* The problem
From the line containing "Per instance of the chopped" through the end of the material, inclusive, write the lines out again with every "marker" swapped for "pin" and everything else left as it is.

Excerpts of pointing data:
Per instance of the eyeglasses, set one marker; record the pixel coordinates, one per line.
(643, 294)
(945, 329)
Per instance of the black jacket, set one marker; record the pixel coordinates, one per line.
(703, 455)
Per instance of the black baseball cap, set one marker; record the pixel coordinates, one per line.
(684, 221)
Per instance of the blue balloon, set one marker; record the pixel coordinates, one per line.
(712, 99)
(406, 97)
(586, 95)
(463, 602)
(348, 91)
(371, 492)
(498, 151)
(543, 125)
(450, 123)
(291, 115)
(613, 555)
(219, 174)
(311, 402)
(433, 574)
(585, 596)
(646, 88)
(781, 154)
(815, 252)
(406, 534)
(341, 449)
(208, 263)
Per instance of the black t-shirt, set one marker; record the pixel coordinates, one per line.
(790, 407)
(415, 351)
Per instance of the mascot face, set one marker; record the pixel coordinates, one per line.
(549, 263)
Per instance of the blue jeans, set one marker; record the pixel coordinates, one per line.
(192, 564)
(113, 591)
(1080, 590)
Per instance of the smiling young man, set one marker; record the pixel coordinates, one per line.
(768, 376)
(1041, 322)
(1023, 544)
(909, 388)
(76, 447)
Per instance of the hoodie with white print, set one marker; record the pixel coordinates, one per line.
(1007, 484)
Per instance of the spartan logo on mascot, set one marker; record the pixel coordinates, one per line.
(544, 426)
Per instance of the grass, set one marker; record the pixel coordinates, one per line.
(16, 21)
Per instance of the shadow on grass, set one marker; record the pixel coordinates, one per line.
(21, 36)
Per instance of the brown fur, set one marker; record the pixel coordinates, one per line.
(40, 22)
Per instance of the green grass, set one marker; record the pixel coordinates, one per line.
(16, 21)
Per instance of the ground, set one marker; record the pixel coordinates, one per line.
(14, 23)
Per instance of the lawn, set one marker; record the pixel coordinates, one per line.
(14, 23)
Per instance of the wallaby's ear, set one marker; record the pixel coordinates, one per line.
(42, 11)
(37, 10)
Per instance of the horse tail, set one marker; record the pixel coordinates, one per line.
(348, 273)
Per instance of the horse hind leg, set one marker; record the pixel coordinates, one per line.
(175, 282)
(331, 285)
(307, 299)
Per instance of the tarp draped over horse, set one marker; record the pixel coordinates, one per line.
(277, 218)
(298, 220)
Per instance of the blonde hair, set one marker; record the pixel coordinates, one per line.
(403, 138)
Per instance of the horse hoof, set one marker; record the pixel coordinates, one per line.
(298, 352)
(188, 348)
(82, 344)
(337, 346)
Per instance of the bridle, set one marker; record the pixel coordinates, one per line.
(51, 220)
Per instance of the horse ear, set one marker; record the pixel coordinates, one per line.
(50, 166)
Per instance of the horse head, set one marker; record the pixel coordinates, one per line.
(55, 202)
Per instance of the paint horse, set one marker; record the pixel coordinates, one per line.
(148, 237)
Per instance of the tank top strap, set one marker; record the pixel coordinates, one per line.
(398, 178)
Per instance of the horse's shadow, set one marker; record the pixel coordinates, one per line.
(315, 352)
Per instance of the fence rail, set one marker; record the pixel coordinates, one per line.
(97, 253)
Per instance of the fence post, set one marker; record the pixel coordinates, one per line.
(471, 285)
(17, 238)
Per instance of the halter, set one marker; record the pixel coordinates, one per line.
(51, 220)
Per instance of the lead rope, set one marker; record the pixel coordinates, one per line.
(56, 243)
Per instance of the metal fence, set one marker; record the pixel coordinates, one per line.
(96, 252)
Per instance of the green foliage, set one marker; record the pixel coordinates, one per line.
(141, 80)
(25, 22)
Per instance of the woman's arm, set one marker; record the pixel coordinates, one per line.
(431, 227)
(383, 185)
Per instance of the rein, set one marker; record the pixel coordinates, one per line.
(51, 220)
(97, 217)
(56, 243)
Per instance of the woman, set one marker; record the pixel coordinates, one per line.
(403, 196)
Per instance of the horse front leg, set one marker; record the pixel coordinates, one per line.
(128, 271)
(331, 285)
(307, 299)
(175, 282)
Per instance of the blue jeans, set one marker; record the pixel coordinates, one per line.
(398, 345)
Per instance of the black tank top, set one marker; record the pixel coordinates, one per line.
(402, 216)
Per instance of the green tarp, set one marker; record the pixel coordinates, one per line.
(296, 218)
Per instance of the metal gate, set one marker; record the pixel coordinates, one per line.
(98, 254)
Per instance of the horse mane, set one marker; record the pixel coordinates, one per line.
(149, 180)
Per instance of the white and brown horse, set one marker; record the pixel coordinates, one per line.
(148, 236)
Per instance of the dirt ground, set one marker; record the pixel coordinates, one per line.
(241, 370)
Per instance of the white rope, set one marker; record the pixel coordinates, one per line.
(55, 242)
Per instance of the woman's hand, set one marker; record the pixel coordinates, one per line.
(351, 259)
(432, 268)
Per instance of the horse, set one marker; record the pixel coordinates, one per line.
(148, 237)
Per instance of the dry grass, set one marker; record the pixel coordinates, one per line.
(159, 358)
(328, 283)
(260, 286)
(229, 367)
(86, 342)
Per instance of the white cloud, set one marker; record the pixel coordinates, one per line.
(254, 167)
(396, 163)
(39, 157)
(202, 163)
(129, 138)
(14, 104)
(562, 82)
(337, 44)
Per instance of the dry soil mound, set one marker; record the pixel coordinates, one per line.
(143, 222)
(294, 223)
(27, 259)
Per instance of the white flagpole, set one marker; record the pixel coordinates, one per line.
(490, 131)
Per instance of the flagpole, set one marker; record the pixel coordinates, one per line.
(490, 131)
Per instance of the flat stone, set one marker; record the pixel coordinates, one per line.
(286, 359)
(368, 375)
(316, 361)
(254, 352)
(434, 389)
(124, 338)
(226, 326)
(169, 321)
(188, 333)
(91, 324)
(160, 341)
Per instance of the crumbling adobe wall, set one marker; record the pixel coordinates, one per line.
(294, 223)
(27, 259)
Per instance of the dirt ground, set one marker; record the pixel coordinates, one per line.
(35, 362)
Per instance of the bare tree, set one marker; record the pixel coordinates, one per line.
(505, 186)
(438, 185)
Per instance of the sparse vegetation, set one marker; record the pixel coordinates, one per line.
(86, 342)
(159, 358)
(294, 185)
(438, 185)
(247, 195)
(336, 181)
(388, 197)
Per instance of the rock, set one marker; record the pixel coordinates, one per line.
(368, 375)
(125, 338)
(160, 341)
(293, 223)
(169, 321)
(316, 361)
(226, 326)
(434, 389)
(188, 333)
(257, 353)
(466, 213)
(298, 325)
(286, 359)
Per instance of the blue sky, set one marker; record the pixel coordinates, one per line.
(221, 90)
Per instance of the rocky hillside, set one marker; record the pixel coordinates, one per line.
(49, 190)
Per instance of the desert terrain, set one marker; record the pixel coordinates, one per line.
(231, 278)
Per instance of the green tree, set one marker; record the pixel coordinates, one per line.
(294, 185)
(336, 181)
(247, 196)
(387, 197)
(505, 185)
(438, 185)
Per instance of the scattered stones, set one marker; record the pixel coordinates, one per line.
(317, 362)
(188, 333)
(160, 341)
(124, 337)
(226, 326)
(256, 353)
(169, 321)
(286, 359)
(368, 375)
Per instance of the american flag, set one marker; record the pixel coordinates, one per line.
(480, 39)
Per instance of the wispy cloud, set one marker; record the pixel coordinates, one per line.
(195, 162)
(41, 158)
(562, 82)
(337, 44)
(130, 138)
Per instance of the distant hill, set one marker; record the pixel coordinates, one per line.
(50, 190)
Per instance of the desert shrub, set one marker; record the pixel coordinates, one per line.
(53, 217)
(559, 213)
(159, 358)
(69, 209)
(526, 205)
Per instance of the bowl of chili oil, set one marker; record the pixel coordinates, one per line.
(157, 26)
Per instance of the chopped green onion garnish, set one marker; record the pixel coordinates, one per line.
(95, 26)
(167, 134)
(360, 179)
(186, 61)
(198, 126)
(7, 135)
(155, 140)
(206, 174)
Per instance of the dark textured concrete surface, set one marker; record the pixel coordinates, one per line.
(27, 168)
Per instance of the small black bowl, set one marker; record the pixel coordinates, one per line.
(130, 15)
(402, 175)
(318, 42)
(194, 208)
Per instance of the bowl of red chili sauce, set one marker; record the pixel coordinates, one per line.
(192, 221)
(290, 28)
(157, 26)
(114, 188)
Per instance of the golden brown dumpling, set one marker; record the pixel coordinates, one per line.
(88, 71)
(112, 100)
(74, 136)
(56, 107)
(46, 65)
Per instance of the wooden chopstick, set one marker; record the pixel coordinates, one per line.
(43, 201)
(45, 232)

* Solution for this task
Per instance of the chopped green onion garnish, set one pin; record the pixel coordinates, one per line.
(95, 26)
(167, 134)
(360, 179)
(186, 61)
(198, 126)
(7, 135)
(155, 140)
(206, 174)
Per instance of the dark textured concrete surface, set one pin; record the pixel coordinates, one per line.
(27, 168)
Per instance of the small black bowl, set one pin; record the pixel coordinates, one per line.
(130, 15)
(402, 175)
(318, 42)
(194, 208)
Per instance of the bowl of red chili sauce, set one pin; record the pixel coordinates, one per line.
(192, 221)
(290, 28)
(157, 26)
(114, 188)
Per instance of the golden brown dumpling, set one pin; record the pixel coordinates, one per line.
(88, 71)
(112, 100)
(74, 136)
(56, 107)
(46, 65)
Per instance of the wooden chopstick, set one pin; record the pixel coordinates, one per line.
(43, 201)
(45, 232)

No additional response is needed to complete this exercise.